[start SUPPLIED DATA]

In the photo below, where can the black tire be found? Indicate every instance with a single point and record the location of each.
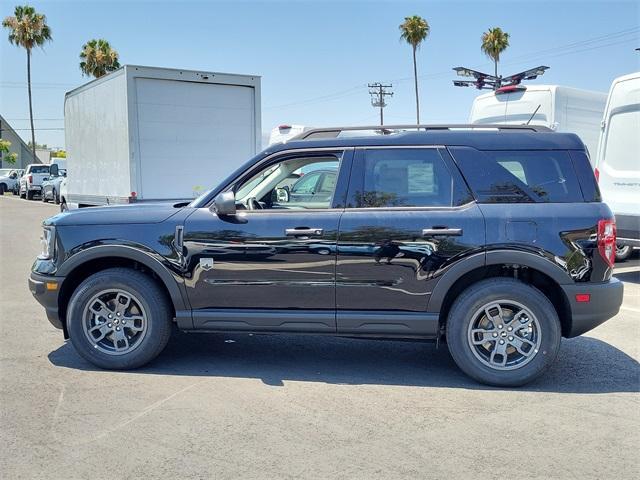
(482, 293)
(623, 252)
(152, 299)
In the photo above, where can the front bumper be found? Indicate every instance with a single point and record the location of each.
(604, 302)
(41, 287)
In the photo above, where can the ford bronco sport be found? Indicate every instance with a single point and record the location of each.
(492, 239)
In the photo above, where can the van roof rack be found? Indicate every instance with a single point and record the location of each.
(333, 132)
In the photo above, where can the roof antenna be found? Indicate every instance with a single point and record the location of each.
(534, 114)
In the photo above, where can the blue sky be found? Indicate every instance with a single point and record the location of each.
(316, 57)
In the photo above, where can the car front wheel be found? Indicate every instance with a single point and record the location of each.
(119, 319)
(503, 332)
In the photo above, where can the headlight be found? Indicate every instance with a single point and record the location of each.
(48, 243)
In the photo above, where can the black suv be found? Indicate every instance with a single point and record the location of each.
(494, 239)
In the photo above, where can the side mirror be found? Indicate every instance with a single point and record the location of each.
(224, 204)
(282, 195)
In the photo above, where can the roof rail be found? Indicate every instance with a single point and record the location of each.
(333, 132)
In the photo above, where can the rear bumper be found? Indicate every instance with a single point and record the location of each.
(604, 303)
(47, 297)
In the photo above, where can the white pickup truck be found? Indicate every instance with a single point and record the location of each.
(31, 181)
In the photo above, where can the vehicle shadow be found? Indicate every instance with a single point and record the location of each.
(584, 365)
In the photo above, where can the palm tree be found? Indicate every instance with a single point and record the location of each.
(494, 42)
(414, 30)
(98, 58)
(28, 29)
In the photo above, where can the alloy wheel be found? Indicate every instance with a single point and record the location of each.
(504, 335)
(115, 322)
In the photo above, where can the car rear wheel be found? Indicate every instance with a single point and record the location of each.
(503, 332)
(119, 319)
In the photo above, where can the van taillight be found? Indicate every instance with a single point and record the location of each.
(607, 240)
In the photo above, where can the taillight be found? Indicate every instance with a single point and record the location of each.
(607, 240)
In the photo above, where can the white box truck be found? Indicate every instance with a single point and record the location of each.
(562, 109)
(618, 160)
(148, 134)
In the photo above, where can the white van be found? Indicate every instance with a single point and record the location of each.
(562, 109)
(618, 160)
(285, 132)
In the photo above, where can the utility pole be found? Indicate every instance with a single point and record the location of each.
(378, 91)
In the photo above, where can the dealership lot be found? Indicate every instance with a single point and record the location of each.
(295, 406)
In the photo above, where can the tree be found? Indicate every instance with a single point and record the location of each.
(28, 29)
(98, 58)
(494, 42)
(5, 154)
(414, 30)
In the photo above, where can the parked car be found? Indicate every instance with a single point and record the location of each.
(8, 180)
(494, 239)
(563, 109)
(31, 181)
(618, 162)
(51, 185)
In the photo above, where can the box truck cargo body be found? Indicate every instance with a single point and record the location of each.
(144, 133)
(562, 109)
(618, 159)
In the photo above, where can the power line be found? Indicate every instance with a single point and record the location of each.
(378, 92)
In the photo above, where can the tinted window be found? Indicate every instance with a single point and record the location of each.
(519, 176)
(404, 177)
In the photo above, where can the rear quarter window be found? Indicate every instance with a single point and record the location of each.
(531, 176)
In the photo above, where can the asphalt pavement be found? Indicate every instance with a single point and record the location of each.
(267, 407)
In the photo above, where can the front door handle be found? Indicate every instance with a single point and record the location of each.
(428, 232)
(303, 232)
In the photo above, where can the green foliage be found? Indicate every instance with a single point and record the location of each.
(98, 58)
(414, 30)
(494, 42)
(28, 28)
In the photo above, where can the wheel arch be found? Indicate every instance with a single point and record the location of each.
(80, 266)
(531, 269)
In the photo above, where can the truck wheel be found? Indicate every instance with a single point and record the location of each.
(623, 252)
(119, 319)
(502, 332)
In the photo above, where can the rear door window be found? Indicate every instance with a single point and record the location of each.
(402, 177)
(533, 176)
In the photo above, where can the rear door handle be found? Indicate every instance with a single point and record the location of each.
(303, 232)
(428, 232)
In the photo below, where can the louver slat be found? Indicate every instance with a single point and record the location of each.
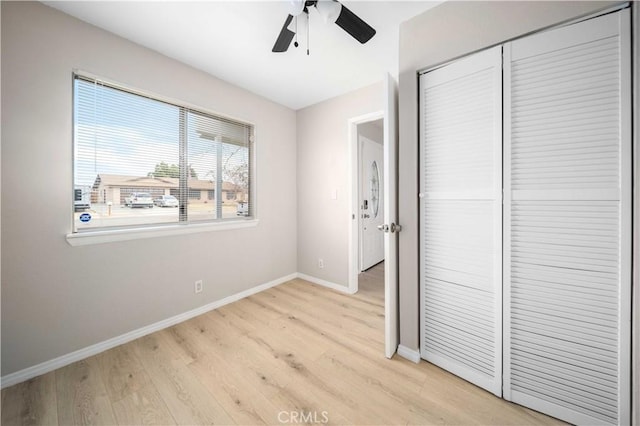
(461, 219)
(563, 228)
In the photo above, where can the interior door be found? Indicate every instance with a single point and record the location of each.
(461, 218)
(568, 221)
(371, 203)
(391, 216)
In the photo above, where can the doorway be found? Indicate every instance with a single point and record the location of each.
(371, 196)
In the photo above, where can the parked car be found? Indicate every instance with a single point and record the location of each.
(139, 199)
(166, 201)
(81, 198)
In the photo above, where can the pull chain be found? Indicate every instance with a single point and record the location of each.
(308, 22)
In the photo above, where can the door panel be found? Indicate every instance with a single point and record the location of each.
(391, 216)
(371, 203)
(461, 218)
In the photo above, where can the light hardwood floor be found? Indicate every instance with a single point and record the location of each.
(296, 353)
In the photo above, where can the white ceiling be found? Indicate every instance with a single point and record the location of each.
(232, 40)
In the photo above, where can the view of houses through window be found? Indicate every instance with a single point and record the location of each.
(141, 161)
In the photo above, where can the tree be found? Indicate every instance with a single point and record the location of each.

[end SUPPLIED DATA]

Take only the line containing "In the photo above, where can the rear door handle" and every line after it to the end of the entries, and copy them exactly, pictures excluded.

In the photo above, where can the rear door handle be found? Indicate every instance with a single point and record the location of each.
(303, 232)
(428, 232)
In the photo below, where can the louver slat be found? Indicate every instance with a single point and record the location of each.
(461, 219)
(563, 228)
In the photo above, where can the interior door be found? Indicate every instance with a single point and record the location of each.
(461, 218)
(568, 221)
(371, 203)
(391, 216)
In the photo above, where can the doorway be found? Indicate every instance with a single point and record the location of each.
(371, 196)
In the photo above, where can the parked car be found? Indicate every instance with a single point and record the location of each.
(139, 199)
(166, 201)
(81, 198)
In the photo above, where can the pull chain be found? Indicate every instance with a single point and record the location of each.
(308, 22)
In the photo above, where can the door panel be found? Indicate every instance with a single point and record the location of each.
(391, 216)
(371, 203)
(461, 218)
In the photo above, where can the light hardwood floor be found? Indicate every instance with a single point and record the location of each.
(296, 353)
In the photo above, where can the white ceiling be found? Indicate every instance with a single point and record the location of each.
(232, 40)
In the photo above, where can the view of houses through window be found? Indicate every instance with a single point and record the location of each.
(141, 161)
In the photo above, where can the tree be found? Indicate every instance with a single point and record the location of each.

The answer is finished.